What is expected:
Quote the material word for word, starting from its first line and ending with the line that contains "[[289, 265], [242, 264]]", with that line included.

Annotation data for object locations
((
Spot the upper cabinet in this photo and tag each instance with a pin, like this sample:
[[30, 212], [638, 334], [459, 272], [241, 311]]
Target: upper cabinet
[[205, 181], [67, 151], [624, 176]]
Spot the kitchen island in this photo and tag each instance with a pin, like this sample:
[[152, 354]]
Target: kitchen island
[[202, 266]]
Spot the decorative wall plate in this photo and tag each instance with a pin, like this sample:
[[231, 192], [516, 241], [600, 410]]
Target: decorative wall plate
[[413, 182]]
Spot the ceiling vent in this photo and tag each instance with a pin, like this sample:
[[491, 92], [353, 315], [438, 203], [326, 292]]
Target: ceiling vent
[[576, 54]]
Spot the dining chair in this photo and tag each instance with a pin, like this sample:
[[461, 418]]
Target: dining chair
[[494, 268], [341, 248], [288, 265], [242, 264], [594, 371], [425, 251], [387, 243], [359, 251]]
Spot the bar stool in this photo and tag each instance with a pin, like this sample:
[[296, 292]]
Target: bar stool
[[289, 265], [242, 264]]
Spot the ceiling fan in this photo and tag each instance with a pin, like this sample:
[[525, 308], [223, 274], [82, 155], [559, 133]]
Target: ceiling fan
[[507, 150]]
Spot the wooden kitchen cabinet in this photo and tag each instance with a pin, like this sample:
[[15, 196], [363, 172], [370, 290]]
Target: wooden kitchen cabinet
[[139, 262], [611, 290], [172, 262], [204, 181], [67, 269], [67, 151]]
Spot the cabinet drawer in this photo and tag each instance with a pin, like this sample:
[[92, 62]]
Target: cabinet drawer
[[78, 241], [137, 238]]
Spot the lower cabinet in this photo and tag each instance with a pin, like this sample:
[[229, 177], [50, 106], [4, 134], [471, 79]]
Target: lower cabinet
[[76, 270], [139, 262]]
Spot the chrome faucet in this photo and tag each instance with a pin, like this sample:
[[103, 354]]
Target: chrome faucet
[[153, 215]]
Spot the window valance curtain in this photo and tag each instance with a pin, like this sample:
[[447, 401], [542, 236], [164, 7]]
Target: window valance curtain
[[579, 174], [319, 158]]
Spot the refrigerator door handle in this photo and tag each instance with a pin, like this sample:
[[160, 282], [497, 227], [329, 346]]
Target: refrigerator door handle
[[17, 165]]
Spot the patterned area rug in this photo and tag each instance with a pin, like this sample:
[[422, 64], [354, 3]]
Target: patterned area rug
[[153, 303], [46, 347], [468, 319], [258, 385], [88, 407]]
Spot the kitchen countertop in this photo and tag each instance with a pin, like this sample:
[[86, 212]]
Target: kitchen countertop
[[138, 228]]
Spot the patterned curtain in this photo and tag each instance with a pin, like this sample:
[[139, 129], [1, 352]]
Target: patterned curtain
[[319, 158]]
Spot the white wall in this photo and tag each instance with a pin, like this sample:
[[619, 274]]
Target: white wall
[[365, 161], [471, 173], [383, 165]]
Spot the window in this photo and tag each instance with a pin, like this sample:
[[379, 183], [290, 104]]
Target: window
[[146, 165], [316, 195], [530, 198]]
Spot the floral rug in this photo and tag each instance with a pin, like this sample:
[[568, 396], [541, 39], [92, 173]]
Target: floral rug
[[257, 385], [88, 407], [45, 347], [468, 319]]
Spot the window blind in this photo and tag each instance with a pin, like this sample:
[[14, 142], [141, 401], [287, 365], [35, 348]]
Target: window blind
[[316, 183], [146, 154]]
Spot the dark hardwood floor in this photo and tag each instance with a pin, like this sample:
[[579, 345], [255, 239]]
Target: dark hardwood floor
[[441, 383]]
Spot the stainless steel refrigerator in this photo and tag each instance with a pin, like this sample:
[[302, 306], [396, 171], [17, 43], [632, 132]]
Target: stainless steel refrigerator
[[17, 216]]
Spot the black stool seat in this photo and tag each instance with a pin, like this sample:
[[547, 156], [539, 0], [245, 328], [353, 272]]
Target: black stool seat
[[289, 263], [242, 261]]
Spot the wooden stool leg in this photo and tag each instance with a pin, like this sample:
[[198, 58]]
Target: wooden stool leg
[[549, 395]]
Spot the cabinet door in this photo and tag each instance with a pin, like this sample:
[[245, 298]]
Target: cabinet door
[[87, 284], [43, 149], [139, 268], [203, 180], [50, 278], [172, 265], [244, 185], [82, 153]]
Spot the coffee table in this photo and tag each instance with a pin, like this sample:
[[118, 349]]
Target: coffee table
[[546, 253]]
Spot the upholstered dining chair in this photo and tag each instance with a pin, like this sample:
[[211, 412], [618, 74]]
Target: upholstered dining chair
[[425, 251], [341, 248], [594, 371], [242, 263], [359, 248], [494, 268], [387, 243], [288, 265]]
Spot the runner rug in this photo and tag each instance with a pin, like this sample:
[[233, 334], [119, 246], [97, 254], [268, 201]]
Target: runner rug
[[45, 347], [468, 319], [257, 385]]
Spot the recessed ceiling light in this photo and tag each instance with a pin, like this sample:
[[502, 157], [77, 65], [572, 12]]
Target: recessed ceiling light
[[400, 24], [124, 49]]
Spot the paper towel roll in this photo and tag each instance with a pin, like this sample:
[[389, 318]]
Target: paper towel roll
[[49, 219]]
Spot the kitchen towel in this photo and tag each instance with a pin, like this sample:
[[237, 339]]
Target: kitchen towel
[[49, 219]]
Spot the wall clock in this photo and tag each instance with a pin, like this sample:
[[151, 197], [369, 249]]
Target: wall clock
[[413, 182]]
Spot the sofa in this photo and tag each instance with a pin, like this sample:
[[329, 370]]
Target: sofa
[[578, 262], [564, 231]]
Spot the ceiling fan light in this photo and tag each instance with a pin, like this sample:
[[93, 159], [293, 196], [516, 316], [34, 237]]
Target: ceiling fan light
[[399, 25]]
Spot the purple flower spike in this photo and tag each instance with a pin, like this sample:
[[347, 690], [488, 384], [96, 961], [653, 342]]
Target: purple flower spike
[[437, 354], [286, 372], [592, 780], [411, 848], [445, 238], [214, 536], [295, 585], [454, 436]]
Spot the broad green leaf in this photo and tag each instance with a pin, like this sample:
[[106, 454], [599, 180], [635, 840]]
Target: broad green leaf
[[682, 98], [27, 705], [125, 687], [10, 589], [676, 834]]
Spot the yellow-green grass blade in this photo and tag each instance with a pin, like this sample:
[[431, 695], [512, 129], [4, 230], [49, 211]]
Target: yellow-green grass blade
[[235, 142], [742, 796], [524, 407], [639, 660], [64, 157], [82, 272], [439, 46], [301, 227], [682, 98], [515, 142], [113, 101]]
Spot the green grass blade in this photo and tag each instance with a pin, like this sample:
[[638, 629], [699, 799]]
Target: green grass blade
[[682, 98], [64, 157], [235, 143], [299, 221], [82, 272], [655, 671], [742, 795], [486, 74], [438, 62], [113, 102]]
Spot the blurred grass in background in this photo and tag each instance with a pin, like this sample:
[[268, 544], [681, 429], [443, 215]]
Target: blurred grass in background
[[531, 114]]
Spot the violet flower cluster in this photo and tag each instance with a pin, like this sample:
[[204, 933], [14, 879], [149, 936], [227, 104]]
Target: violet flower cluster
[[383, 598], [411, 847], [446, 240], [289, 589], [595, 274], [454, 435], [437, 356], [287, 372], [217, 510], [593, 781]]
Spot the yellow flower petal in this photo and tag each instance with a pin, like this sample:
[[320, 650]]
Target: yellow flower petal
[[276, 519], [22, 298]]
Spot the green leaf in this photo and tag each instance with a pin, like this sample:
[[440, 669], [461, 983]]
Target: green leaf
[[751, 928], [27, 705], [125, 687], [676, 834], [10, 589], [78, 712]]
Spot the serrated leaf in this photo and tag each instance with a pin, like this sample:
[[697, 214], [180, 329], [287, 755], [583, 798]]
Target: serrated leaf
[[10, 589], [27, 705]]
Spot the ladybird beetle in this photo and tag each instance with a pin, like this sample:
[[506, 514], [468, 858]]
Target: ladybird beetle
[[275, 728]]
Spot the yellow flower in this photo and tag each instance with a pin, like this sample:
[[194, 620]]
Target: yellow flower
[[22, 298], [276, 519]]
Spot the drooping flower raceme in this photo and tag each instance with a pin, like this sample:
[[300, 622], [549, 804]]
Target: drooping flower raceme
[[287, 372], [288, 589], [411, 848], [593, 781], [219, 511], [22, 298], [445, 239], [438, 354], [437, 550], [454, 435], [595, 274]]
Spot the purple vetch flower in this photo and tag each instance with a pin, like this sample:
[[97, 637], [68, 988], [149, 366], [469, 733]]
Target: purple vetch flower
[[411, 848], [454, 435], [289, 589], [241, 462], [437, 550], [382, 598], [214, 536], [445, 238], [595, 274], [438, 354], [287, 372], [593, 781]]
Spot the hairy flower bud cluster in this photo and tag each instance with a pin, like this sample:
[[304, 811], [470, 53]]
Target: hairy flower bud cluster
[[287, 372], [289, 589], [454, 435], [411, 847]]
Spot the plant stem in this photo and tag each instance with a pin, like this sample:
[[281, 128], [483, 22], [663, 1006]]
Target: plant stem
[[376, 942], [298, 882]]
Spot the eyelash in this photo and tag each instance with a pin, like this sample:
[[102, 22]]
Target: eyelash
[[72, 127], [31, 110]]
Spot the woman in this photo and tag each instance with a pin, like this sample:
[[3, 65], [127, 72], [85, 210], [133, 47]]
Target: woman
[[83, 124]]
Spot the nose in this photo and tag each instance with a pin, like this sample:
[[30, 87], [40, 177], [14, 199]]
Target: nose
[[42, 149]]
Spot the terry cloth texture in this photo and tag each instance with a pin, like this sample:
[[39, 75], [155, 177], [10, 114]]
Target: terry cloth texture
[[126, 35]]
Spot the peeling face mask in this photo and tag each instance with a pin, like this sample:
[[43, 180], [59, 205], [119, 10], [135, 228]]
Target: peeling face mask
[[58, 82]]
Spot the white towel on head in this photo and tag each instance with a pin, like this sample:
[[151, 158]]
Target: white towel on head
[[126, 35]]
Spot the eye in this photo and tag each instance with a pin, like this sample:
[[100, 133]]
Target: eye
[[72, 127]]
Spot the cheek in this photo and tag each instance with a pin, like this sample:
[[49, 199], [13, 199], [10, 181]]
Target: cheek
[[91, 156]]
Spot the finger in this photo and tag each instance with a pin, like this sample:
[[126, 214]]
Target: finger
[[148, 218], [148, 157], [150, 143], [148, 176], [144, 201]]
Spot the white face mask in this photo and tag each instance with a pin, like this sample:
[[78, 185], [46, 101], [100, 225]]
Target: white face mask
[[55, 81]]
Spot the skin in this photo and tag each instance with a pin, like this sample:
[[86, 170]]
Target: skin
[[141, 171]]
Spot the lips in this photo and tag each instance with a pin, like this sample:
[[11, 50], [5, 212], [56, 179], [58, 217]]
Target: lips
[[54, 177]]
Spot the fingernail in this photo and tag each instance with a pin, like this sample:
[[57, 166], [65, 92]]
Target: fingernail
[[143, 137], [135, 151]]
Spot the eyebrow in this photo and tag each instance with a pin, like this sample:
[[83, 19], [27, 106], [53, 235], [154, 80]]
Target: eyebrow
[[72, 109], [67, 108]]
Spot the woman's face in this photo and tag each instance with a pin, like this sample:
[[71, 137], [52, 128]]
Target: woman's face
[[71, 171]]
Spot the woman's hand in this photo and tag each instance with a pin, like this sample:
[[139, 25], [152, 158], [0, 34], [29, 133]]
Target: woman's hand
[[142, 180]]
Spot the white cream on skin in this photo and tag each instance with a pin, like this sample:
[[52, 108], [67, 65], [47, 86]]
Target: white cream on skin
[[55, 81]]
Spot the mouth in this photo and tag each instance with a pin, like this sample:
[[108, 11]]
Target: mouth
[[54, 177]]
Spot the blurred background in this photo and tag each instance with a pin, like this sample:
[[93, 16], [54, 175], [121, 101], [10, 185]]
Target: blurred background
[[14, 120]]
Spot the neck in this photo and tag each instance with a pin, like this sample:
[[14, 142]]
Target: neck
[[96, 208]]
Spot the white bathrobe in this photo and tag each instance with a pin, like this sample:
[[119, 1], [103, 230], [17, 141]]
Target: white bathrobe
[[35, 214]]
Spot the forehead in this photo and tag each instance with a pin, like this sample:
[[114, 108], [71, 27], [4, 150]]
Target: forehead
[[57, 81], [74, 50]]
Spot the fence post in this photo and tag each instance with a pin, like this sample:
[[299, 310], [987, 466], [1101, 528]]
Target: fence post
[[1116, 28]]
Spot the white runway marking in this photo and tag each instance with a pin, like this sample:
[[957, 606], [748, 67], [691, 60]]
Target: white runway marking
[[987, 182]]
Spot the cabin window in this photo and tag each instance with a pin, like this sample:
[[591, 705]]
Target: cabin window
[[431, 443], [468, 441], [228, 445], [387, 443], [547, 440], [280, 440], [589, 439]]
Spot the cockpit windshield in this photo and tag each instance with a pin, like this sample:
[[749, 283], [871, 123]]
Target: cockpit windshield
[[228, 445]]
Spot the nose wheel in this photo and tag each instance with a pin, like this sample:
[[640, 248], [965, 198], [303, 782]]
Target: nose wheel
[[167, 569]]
))
Exercise solution:
Spot the upper cabinet in this photo and tag each instance with a pin, like this sample:
[[30, 212], [638, 334], [459, 272], [241, 311]]
Target: upper cabinet
[[205, 181], [67, 151], [624, 176]]
Spot the kitchen island in this photo and tag each instance with a pin, like this sample:
[[152, 354]]
Target: kitchen island
[[202, 266]]
Spot the decorative wall plate in this photo and tag each instance with a pin, like this sample:
[[231, 192], [516, 241], [600, 410]]
Target: decorative wall plate
[[413, 182]]
Spot the ceiling vent in this photo and tag each instance with a pin, like this sample:
[[491, 92], [353, 315], [438, 203], [326, 292]]
Target: ceiling vent
[[576, 54]]
Spot the dining chair in this photo and tag each instance with a pin, like this sample:
[[461, 418]]
Target: dining chair
[[494, 268], [341, 248], [288, 265], [242, 264], [594, 371], [425, 251], [387, 243], [359, 251]]
Spot the bar stool in this photo and tag each instance with a pin, like this sample:
[[296, 292]]
Target: bar stool
[[289, 265], [242, 264]]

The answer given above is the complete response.